**EXERCISE AIM:**
Set down, word for word, the part of the records below that opens with the line containing "of the arched" and runs through the end of the records, including both that first line and the last.

(Pointing records)

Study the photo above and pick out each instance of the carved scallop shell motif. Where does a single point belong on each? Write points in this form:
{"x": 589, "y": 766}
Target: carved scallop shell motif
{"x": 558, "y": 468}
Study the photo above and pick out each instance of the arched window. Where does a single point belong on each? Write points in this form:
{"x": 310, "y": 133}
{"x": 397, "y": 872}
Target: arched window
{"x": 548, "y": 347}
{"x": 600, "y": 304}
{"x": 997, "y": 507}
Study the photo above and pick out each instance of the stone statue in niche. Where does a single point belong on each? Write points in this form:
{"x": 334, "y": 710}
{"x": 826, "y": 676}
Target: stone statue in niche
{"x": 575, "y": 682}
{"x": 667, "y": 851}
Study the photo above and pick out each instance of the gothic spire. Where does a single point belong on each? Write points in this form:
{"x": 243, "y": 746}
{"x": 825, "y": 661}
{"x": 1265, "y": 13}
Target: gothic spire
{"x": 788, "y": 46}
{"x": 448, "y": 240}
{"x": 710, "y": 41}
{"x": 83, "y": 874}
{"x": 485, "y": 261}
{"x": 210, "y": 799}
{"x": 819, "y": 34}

**WRITTEN SOLUTION:**
Study the photo above and pick out each instance of the arched window. Where does a single point belong on each? Write points in this form:
{"x": 310, "y": 133}
{"x": 397, "y": 872}
Target: arched window
{"x": 548, "y": 347}
{"x": 600, "y": 304}
{"x": 997, "y": 507}
Study the photo above and pick out each instance of the stone statue in niche. Where does a single point belong on each? Write points in this form:
{"x": 334, "y": 710}
{"x": 826, "y": 676}
Target: stone statue in niche
{"x": 575, "y": 682}
{"x": 667, "y": 851}
Study the photo above and pick out each instance of the gothic spire. Where does a single point belong on each? Write points in this form:
{"x": 243, "y": 746}
{"x": 825, "y": 661}
{"x": 1265, "y": 13}
Target: gothic spire
{"x": 788, "y": 46}
{"x": 448, "y": 240}
{"x": 710, "y": 41}
{"x": 83, "y": 874}
{"x": 485, "y": 261}
{"x": 210, "y": 799}
{"x": 819, "y": 34}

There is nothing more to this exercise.